Reading passage below:

In pure comparative negligence states, a plaintiff can recover some damages even if they are 80% or 99% at fault for an accident. New Jersey is not a pure comparative negligence state. New Jersey has modified the pure comparative fault rule with a 50% bar. Under this rule a person who is found to be more than 50% at fault is completely barred from recovery. This means if you are 51% at fault for the accident then you are unable to seek any damages.

No Caps on Damages in New Jersey

Unlike many other states, New Jersey has not enacted any laws which put a cap or maximum limit on the amount of normal money damages that plaintiffs can receive in personal injury cases. Even damages in medical malpractice cases are not capped in New Jersey.

New Jersey does have a maximum cap on the amount of punitive damages that can be awarded in personal injury cases. Under NJ Rev. Stat. § 2A:15-5.14, punitive damages are capped at $350,000 or five times the amount of compensatory damages, whichever is greater.

New Jersey Affidavit of Merit Requirement in Medical Malpractice Cases

Like many other states, New Jersey requires plaintiffs in medical malpractice cases to obtain and file an “affidavit of merit” in order to bring a malpractice lawsuit. The affidavit of merit is a written statement from a qualified expert (i.e., another doctor) stating that they have reviewed the medical records and facts of the case and that in their expert opinion, medical negligence occurred. The detailed requirements for the certificate of merit in New Jersey are set forth at NJ Rev. Stat. § 2A:53A-27.

End of Reading passage.
Extracted information below:

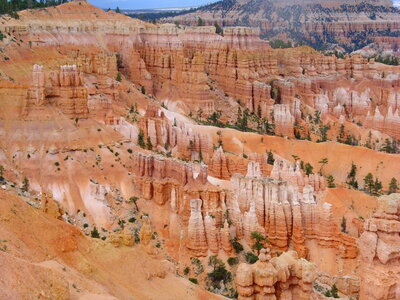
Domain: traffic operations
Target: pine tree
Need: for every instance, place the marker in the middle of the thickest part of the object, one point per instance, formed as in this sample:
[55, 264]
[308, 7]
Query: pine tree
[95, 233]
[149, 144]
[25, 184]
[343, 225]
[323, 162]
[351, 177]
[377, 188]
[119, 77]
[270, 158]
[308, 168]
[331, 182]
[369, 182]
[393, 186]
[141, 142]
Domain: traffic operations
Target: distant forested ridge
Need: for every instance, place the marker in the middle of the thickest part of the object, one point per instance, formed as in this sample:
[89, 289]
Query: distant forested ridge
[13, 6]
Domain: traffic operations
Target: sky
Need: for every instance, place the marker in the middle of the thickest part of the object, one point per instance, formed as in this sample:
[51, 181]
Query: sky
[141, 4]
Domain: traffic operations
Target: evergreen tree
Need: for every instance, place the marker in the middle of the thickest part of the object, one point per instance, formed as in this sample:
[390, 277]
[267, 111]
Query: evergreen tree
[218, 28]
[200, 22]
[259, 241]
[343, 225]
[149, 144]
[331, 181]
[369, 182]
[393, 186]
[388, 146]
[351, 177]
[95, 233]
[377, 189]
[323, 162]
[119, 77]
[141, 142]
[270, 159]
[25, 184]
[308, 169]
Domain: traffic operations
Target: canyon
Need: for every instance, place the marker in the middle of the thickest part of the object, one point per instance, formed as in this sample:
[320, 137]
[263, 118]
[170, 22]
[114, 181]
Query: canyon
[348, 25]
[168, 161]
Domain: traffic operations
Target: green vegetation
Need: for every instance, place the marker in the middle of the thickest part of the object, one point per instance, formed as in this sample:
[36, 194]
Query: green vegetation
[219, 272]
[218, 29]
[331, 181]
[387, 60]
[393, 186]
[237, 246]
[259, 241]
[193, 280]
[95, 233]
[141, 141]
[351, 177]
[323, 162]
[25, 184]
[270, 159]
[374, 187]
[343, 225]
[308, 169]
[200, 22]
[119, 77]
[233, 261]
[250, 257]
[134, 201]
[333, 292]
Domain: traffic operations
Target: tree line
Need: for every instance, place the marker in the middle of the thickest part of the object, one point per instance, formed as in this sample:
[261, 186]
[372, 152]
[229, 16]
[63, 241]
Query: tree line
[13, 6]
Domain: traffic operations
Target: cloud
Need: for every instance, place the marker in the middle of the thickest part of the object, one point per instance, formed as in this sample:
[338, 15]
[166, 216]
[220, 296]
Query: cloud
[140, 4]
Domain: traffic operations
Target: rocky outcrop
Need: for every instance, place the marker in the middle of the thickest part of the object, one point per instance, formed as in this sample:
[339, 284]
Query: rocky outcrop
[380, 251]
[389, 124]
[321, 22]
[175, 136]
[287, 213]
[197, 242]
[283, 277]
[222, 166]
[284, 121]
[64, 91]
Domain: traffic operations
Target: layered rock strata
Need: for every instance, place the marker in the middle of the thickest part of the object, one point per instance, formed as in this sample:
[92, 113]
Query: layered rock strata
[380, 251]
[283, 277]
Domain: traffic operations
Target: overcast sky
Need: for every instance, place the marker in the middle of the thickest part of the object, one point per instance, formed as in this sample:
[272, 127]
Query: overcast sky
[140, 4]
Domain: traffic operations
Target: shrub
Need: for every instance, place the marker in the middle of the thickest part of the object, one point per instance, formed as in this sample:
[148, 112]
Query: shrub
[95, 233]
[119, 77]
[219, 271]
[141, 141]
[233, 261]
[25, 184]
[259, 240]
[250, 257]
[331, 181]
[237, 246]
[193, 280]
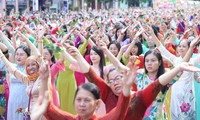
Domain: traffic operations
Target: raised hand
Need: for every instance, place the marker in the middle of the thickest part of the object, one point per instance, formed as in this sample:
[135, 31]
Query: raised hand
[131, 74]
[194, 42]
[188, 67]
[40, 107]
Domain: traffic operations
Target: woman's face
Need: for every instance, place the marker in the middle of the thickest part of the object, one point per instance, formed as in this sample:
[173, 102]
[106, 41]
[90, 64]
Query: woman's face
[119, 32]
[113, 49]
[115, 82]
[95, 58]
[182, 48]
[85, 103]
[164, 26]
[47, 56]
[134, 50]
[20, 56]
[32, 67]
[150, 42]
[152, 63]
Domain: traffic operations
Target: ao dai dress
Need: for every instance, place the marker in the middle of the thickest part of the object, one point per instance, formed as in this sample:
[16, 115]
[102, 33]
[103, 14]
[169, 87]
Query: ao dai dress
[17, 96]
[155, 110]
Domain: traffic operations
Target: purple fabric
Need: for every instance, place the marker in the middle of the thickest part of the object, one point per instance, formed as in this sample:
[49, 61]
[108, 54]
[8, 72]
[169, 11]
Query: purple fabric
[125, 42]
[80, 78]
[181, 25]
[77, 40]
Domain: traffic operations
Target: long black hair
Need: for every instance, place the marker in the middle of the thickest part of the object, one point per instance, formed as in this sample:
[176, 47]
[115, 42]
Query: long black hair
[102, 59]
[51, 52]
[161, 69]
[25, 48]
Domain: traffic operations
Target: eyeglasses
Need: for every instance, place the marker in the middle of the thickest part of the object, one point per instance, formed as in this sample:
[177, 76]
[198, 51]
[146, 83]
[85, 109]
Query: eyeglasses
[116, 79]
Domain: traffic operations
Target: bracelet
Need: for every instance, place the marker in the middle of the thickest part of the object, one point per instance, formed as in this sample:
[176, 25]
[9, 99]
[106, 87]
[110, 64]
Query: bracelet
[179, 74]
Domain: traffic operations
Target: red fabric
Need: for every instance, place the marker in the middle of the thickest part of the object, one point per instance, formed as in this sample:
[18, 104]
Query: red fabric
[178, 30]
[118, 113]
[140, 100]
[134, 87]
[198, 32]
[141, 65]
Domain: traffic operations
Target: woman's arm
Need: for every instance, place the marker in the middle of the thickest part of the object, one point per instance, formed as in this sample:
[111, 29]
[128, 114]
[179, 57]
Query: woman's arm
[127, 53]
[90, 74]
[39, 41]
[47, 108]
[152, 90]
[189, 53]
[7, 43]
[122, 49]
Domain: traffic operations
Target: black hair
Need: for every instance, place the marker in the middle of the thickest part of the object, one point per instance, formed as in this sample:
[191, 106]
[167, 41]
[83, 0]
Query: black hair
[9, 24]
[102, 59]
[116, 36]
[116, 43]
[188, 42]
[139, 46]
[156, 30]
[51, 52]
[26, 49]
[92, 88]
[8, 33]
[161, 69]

End of Extracted information.

Exercise goal =
Answer these questions from the text on New Jersey personal injury law:
1. Above what percentage of fault is a plaintiff completely barred from recovery in New Jersey?
2. What is the cap on punitive damages under NJ Rev. Stat. § 2A:15-5.14?
3. Who must write the affidavit of merit in a medical malpractice case?

Solution to the problem =
1. More than 50%.
2. $350,000 or five times the amount of compensatory damages, whichever is greater.
3. A qualified expert, such as another doctor.